--- begin Material shown ---

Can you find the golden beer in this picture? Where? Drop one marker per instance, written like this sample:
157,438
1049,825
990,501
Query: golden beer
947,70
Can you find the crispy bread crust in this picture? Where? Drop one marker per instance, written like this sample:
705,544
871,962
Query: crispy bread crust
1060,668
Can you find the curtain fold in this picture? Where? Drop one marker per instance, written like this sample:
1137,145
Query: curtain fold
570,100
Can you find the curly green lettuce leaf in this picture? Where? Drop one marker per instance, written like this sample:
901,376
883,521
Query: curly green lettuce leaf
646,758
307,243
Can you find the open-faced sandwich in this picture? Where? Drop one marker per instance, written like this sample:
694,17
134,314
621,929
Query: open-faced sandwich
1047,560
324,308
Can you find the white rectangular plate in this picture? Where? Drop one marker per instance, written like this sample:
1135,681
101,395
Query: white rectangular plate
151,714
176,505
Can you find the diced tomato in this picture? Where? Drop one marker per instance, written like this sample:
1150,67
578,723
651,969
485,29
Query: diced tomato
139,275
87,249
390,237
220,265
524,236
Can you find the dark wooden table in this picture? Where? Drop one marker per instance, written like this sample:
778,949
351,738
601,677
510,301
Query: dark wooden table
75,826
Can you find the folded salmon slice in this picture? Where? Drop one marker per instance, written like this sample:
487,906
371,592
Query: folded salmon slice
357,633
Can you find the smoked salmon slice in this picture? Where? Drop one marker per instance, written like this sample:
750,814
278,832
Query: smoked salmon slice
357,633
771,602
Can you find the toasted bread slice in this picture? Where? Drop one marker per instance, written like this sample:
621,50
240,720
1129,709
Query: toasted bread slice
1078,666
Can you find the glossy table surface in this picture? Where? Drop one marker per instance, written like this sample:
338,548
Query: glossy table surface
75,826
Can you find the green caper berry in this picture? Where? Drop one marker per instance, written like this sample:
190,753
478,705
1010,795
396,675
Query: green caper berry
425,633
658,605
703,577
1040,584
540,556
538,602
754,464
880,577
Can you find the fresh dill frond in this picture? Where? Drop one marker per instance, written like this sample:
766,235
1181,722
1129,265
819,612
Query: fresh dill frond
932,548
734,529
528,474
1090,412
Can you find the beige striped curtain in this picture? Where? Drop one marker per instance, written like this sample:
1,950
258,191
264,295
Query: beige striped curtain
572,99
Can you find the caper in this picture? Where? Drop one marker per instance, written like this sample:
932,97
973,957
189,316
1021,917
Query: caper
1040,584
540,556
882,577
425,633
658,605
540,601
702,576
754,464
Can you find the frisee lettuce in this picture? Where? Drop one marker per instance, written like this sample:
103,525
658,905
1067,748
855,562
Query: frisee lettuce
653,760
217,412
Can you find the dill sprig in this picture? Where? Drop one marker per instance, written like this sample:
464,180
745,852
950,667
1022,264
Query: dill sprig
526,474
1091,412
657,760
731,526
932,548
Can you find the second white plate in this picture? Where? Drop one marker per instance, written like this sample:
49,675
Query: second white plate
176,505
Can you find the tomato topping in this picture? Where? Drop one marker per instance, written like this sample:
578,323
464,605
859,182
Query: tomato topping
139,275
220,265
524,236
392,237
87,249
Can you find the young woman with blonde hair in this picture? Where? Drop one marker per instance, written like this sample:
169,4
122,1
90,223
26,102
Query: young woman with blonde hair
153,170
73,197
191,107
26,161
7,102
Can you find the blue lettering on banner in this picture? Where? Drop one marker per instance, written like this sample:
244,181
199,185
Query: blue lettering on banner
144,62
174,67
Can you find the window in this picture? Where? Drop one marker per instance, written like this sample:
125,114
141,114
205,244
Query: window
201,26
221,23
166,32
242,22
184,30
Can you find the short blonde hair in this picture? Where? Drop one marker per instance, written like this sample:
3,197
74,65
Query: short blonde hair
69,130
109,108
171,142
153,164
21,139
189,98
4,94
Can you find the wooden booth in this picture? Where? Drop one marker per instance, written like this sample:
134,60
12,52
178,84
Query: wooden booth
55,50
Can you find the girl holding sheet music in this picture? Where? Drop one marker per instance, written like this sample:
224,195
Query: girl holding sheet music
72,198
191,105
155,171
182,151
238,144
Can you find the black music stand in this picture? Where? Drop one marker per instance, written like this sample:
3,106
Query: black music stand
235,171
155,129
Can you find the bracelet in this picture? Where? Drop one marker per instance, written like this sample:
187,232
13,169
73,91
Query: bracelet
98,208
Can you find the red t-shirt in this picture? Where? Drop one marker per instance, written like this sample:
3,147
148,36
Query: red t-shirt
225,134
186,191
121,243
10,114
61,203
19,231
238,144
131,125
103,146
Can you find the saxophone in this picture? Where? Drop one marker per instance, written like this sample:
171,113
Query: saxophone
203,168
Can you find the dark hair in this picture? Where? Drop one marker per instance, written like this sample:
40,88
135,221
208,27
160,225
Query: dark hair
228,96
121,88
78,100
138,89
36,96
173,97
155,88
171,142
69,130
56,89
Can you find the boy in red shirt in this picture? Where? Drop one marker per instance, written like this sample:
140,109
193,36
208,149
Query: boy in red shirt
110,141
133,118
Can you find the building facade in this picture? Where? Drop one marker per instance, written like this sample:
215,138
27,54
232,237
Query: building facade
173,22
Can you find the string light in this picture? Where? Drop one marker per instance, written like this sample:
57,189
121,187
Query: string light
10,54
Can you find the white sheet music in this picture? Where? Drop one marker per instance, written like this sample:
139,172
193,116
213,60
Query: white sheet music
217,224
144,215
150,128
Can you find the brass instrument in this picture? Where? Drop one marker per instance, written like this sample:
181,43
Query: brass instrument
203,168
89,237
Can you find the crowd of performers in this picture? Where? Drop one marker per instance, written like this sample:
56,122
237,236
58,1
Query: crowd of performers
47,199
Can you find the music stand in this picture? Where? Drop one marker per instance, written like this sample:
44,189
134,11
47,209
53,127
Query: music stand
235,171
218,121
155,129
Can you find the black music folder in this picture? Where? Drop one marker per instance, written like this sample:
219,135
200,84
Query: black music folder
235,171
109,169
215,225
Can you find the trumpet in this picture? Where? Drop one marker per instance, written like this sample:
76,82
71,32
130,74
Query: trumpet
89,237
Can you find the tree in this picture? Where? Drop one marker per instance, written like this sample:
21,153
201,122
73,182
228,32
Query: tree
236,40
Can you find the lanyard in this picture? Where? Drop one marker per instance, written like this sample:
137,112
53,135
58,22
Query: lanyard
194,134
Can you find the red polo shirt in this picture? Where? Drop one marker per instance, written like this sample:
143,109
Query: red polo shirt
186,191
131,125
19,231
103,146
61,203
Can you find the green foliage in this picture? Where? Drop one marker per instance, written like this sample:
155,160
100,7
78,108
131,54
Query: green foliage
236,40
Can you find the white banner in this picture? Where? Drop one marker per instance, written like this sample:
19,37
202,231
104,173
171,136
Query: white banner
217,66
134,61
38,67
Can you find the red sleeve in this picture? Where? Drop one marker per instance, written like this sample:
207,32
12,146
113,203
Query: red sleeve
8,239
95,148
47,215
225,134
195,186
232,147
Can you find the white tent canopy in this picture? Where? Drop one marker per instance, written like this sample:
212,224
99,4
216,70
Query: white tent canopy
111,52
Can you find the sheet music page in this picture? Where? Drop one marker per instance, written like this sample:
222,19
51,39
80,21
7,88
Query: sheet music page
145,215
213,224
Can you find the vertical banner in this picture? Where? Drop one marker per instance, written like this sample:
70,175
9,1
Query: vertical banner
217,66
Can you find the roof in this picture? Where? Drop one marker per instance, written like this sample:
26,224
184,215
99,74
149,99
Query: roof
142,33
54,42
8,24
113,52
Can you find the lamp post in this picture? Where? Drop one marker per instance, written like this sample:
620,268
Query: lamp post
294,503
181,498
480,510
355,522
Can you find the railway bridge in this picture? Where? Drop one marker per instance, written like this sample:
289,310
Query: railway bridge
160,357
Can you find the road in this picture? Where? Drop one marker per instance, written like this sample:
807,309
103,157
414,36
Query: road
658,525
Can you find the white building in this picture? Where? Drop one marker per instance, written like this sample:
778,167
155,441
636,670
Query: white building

--- end Material shown ---

→ **What you have to do**
Write out again, unchanged, every line from the line containing "Can you find the sheet" to the final line of the material above.

→ **Exercise response**
Can you find the sheet music page in this picture? Where? Drop one marker per instance, written like this sample:
222,19
51,39
80,21
7,88
Query: sheet music page
145,215
213,224
Can you find the vertical banner in this picture? Where? Drop one marker per instance, written like this sample:
70,175
9,1
Query: vertical banner
217,66
Can you find the roof in this picture? Where? Drop one marker per instance, written like this sample:
26,224
184,215
99,74
149,99
Query: roof
142,33
54,42
8,24
113,52
Can you find the lamp post in this picture? Where? Drop one marker per instance, written like this sample:
620,268
Query: lamp post
294,503
181,498
480,510
355,522
Can you find the railway bridge in this picture? Where? Drop one marker per instance, written like this sample:
289,310
Query: railway bridge
160,357
Can you find the road in this picture? Where? Drop one marker per instance, written like this sample:
807,309
103,157
414,36
Query: road
658,525
Can you find the white building in this picture? Where? Drop one marker per instance, written like this sample:
778,167
155,441
636,670
Query: white building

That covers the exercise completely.